How to complete this task
The expected response is a copy of every line in the entries below that includes the word "query".

>>>>>

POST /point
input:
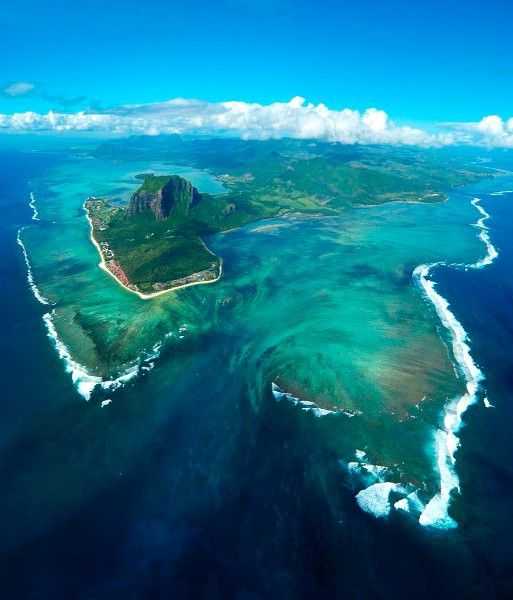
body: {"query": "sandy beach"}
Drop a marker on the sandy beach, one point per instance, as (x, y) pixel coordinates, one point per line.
(141, 295)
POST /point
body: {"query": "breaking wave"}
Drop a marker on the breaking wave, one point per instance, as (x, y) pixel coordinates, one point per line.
(30, 277)
(32, 204)
(84, 381)
(435, 513)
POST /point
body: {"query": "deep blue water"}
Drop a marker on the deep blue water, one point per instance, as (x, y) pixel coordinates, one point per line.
(145, 502)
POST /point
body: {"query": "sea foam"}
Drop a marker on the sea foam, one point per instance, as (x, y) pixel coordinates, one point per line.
(84, 381)
(32, 204)
(305, 405)
(30, 277)
(446, 442)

<<<<<

Exercise response
body: {"query": "sandy beach"}
body: {"query": "breaking wave"}
body: {"query": "deep blue water"}
body: {"query": "sea foam"}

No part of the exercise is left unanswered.